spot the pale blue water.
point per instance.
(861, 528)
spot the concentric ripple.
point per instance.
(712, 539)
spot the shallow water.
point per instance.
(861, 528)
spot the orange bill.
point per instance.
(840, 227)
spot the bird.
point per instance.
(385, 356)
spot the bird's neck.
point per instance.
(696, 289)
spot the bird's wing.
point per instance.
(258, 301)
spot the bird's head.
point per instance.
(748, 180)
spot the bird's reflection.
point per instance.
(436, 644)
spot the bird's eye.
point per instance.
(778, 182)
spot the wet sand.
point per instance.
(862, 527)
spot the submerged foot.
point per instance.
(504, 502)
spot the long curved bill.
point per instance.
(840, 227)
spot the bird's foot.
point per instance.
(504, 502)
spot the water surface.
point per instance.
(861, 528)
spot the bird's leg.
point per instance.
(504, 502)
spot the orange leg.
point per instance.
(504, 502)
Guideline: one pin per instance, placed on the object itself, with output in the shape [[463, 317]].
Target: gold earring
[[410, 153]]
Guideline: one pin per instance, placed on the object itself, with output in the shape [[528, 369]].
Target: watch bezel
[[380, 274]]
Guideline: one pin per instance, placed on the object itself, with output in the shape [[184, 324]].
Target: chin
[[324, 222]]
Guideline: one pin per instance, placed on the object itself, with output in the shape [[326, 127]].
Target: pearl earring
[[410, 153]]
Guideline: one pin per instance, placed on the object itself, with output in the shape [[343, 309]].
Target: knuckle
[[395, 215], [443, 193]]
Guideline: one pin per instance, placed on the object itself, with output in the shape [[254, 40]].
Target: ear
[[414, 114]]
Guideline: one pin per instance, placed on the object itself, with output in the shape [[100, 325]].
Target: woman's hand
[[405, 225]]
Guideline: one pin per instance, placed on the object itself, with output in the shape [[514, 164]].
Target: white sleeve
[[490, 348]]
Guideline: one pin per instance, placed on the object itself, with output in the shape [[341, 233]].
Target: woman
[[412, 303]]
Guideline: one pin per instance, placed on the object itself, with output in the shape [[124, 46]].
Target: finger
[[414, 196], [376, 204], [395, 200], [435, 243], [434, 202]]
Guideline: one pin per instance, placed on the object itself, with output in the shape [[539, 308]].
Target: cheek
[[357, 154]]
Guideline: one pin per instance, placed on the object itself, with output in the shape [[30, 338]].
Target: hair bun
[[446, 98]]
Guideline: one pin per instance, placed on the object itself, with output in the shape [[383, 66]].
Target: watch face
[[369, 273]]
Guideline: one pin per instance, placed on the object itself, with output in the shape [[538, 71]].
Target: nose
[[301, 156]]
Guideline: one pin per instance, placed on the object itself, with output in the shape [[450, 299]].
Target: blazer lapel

|---|

▸ **GIVEN REQUEST**:
Please rewrite the stretch of the listing from the line that contains "shape [[30, 338]]." through the end of the listing, with "pin" replaced by "marker" and everything else unchanged.

▸ **SOLUTION FOR THIS EXERCISE**:
Guideline: one marker per instance, placed on the object itself, with output in the shape [[30, 338]].
Target: hair bun
[[446, 98]]
Guideline: one marker per instance, placed on the object itself, with output in the shape [[383, 66]].
Target: watch face
[[369, 273]]
Guideline: one marker per instance, placed on the object itself, with output in the shape [[538, 71]].
Target: nose
[[301, 156]]
Guideline: one marker per instance, placed on the object itself, with output in the shape [[450, 299]].
Target: blazer lapel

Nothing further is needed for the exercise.